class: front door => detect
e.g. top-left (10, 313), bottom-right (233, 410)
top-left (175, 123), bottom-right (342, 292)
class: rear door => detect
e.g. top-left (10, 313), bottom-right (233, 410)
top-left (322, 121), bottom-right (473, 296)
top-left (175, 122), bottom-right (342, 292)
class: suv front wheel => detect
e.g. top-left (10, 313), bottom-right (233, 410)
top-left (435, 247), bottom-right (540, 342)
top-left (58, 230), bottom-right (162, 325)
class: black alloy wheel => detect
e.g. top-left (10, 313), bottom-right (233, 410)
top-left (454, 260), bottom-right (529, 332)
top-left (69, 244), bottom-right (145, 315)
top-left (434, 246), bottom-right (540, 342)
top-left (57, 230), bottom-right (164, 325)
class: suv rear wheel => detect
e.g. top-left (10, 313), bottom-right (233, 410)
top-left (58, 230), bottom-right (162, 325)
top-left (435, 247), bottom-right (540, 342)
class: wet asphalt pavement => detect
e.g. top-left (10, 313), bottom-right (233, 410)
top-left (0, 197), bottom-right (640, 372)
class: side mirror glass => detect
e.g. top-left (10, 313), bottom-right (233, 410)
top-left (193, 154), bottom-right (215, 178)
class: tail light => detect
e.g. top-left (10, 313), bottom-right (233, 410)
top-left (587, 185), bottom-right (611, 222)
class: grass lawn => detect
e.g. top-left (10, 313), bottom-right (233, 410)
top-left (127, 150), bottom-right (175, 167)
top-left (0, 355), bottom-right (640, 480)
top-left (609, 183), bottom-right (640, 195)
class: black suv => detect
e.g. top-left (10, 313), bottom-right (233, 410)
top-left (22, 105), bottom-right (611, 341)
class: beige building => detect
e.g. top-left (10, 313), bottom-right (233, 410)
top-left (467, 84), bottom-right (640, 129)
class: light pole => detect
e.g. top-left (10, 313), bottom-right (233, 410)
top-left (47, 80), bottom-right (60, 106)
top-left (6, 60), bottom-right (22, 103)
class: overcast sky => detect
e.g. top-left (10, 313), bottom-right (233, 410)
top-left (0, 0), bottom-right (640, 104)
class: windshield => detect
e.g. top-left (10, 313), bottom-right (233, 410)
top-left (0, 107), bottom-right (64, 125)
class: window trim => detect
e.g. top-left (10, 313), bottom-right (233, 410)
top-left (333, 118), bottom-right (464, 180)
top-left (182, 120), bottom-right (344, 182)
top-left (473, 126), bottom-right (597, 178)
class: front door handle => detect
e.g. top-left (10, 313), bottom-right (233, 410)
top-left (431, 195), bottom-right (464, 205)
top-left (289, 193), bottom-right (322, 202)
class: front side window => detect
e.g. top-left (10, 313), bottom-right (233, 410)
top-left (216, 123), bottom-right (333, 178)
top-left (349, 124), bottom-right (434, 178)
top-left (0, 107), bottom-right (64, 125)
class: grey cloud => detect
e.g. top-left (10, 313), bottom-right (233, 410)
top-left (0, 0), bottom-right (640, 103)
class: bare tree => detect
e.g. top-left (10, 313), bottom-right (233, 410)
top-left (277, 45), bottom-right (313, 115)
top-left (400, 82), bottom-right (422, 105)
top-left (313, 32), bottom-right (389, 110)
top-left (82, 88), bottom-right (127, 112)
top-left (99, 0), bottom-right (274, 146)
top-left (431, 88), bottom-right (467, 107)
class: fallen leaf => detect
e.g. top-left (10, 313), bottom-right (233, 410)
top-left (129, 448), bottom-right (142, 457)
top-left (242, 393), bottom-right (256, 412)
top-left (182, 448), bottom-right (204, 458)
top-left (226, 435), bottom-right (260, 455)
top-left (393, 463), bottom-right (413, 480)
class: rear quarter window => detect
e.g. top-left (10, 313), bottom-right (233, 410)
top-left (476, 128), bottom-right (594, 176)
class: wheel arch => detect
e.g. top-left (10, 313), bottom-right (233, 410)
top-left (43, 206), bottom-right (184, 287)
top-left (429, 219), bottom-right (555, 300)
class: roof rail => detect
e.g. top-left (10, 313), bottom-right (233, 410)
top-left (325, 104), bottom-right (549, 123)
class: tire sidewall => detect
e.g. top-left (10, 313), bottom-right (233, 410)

━━━━━━━━━━━━━━━━━━━━

§ **OPGAVE**
Schrijf alle bovenstaande records regel voor regel over, zonder ook maar één teken te veranderen.

§ **UITVOER OEFENING**
class: front door => detect
e.g. top-left (10, 313), bottom-right (233, 410)
top-left (175, 123), bottom-right (342, 292)
class: rear door => detect
e.g. top-left (10, 313), bottom-right (233, 410)
top-left (322, 121), bottom-right (473, 296)
top-left (175, 122), bottom-right (342, 292)
class: suv front wheel => detect
e.g. top-left (10, 313), bottom-right (233, 410)
top-left (435, 247), bottom-right (540, 342)
top-left (58, 230), bottom-right (162, 325)
class: black alloy wheel => detect
e.g. top-left (10, 313), bottom-right (233, 410)
top-left (454, 260), bottom-right (529, 332)
top-left (69, 244), bottom-right (145, 315)
top-left (434, 246), bottom-right (540, 342)
top-left (57, 230), bottom-right (164, 325)
class: suv rear wheel => detect
e.g. top-left (10, 313), bottom-right (233, 410)
top-left (58, 230), bottom-right (162, 325)
top-left (435, 247), bottom-right (540, 342)
class: wet asphalt pavement => detect
e.g. top-left (10, 313), bottom-right (233, 410)
top-left (0, 197), bottom-right (640, 372)
class: side mirror glass => detect
e.g. top-left (10, 313), bottom-right (233, 410)
top-left (193, 154), bottom-right (215, 178)
class: tail light => detect
e.g. top-left (10, 313), bottom-right (233, 410)
top-left (587, 185), bottom-right (611, 222)
class: grass lawn => detect
e.g. top-left (10, 313), bottom-right (233, 410)
top-left (127, 150), bottom-right (175, 167)
top-left (0, 355), bottom-right (640, 480)
top-left (609, 183), bottom-right (640, 195)
class: black suv => detect
e.g. top-left (10, 313), bottom-right (233, 410)
top-left (22, 105), bottom-right (611, 341)
class: beige building => detect
e.g. top-left (10, 313), bottom-right (233, 410)
top-left (467, 84), bottom-right (640, 129)
class: light pole => detect
e.g. top-left (10, 313), bottom-right (233, 410)
top-left (47, 80), bottom-right (60, 106)
top-left (6, 60), bottom-right (22, 103)
class: overcast sky => detect
e.g. top-left (10, 313), bottom-right (233, 410)
top-left (0, 0), bottom-right (640, 104)
class: windshield => detect
e.g. top-left (10, 313), bottom-right (233, 410)
top-left (0, 107), bottom-right (64, 125)
class: window trim => detect
e.g. top-left (10, 313), bottom-right (233, 410)
top-left (333, 118), bottom-right (464, 180)
top-left (182, 120), bottom-right (344, 182)
top-left (473, 126), bottom-right (597, 178)
class: front door handle => detect
e.g. top-left (10, 313), bottom-right (233, 410)
top-left (431, 195), bottom-right (464, 205)
top-left (289, 193), bottom-right (322, 202)
class: front side window => detect
e.g. top-left (10, 313), bottom-right (233, 410)
top-left (216, 123), bottom-right (333, 178)
top-left (349, 124), bottom-right (434, 178)
top-left (0, 107), bottom-right (64, 125)
class: grey cloud => detect
e.g. top-left (10, 313), bottom-right (233, 410)
top-left (0, 0), bottom-right (640, 103)
class: bare tree => detect
e.g. top-left (10, 313), bottom-right (233, 410)
top-left (277, 45), bottom-right (313, 115)
top-left (400, 82), bottom-right (422, 105)
top-left (313, 32), bottom-right (389, 110)
top-left (82, 88), bottom-right (127, 112)
top-left (99, 0), bottom-right (274, 146)
top-left (431, 88), bottom-right (467, 107)
class: fallen leaf => detect
e.g. top-left (10, 313), bottom-right (233, 410)
top-left (129, 448), bottom-right (142, 457)
top-left (242, 393), bottom-right (256, 412)
top-left (182, 448), bottom-right (204, 458)
top-left (226, 435), bottom-right (260, 455)
top-left (393, 463), bottom-right (413, 480)
class: rear quarter window => detect
e.g. top-left (10, 313), bottom-right (233, 410)
top-left (476, 128), bottom-right (594, 176)
class: wheel arch => detect
e.g. top-left (10, 313), bottom-right (233, 410)
top-left (43, 206), bottom-right (184, 287)
top-left (429, 219), bottom-right (555, 300)
class: roof rail => detect
e.g. top-left (10, 313), bottom-right (233, 410)
top-left (325, 104), bottom-right (549, 123)
class: tire sidewall => detect
e.g. top-left (10, 313), bottom-right (233, 410)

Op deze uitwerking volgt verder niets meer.